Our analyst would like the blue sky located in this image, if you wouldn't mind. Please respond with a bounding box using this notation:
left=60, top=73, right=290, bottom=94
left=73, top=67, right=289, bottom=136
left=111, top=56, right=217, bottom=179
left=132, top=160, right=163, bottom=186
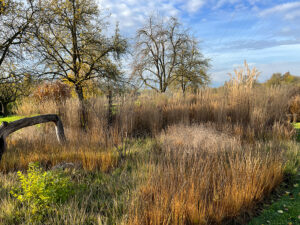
left=98, top=0, right=300, bottom=86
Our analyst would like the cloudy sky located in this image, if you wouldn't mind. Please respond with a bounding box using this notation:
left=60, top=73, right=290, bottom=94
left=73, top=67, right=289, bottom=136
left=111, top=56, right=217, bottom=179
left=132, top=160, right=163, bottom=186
left=98, top=0, right=300, bottom=86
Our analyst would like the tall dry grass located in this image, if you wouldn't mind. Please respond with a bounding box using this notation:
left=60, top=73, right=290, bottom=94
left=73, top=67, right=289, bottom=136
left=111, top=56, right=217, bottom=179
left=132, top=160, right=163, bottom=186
left=4, top=78, right=299, bottom=171
left=129, top=126, right=284, bottom=225
left=0, top=67, right=299, bottom=225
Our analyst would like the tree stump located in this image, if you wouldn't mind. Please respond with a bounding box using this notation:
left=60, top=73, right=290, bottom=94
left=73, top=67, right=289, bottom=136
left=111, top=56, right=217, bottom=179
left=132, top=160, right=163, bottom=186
left=0, top=114, right=67, bottom=161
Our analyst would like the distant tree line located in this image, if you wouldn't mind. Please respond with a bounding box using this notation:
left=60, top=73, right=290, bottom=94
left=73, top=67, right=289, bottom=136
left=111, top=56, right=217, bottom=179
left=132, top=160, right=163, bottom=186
left=0, top=0, right=209, bottom=129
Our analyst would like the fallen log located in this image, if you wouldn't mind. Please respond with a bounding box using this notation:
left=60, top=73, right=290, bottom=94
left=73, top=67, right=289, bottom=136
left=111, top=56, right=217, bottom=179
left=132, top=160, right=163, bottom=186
left=0, top=114, right=67, bottom=161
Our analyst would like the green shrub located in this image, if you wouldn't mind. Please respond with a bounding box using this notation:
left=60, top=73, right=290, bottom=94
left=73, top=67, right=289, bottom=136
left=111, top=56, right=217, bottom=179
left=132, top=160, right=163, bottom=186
left=11, top=163, right=73, bottom=221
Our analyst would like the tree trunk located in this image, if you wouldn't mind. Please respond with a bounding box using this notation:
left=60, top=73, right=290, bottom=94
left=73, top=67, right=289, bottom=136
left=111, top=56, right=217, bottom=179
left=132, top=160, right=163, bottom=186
left=2, top=102, right=9, bottom=117
left=0, top=114, right=67, bottom=161
left=107, top=88, right=113, bottom=127
left=75, top=85, right=88, bottom=131
left=0, top=102, right=4, bottom=116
--
**Work to complete:** Copy out all of the records above word for word, leaving out the picture.

**Completed task:**
Our analyst would like the blue sky located in this image, if you wouldn't mind. Please respond with a bounding box using this notation:
left=60, top=73, right=290, bottom=94
left=73, top=67, right=289, bottom=136
left=111, top=56, right=217, bottom=179
left=132, top=160, right=163, bottom=186
left=98, top=0, right=300, bottom=86
Our analyst would like the cloudy sky located in this image, if you wouldn't mind. Please respond with a bounding box using this notation:
left=60, top=73, right=290, bottom=94
left=73, top=67, right=289, bottom=136
left=111, top=56, right=217, bottom=179
left=132, top=160, right=163, bottom=186
left=98, top=0, right=300, bottom=86
Our analyst would like the tall dry grass located in this image, if you wouldn't mind. Please respond with a bounding box using this notation:
left=60, top=73, right=290, bottom=94
left=73, top=67, right=289, bottom=136
left=111, top=56, right=217, bottom=179
left=132, top=160, right=163, bottom=186
left=4, top=78, right=299, bottom=171
left=129, top=126, right=284, bottom=225
left=0, top=67, right=299, bottom=225
Our analyst would like the tree stump located in this image, if you wouldn't mind. Please respond with a bounding box using this notation:
left=60, top=73, right=290, bottom=94
left=73, top=67, right=289, bottom=136
left=111, top=56, right=217, bottom=179
left=132, top=160, right=163, bottom=186
left=0, top=114, right=67, bottom=161
Our analyst would like the distant tree line located in this image, if you wouldn't mind. Please respond with a bounding box using this notation:
left=60, top=73, right=290, bottom=94
left=73, top=67, right=289, bottom=136
left=111, top=56, right=217, bottom=179
left=132, top=160, right=163, bottom=186
left=0, top=0, right=209, bottom=129
Our analyst would like the fallen log located in this image, if you wouldn't mind. Please respond with a bounding box using this notation:
left=60, top=73, right=290, bottom=94
left=73, top=67, right=289, bottom=136
left=111, top=56, right=217, bottom=179
left=132, top=160, right=163, bottom=186
left=0, top=114, right=67, bottom=161
Our analyst would like the green shrub located in this image, if you wouldn't mind. Please respond with a bounding box using this notation:
left=60, top=73, right=290, bottom=94
left=73, top=67, right=289, bottom=136
left=111, top=56, right=217, bottom=179
left=132, top=160, right=163, bottom=186
left=11, top=163, right=73, bottom=221
Our analyst would like the tree trunk located in this image, if you wouldn't mind. Please respond with a bounding box using this notation:
left=60, top=73, right=290, bottom=94
left=73, top=67, right=289, bottom=136
left=111, top=56, right=217, bottom=179
left=132, top=160, right=163, bottom=186
left=2, top=102, right=9, bottom=117
left=0, top=114, right=67, bottom=161
left=107, top=88, right=113, bottom=127
left=75, top=85, right=88, bottom=131
left=0, top=102, right=4, bottom=116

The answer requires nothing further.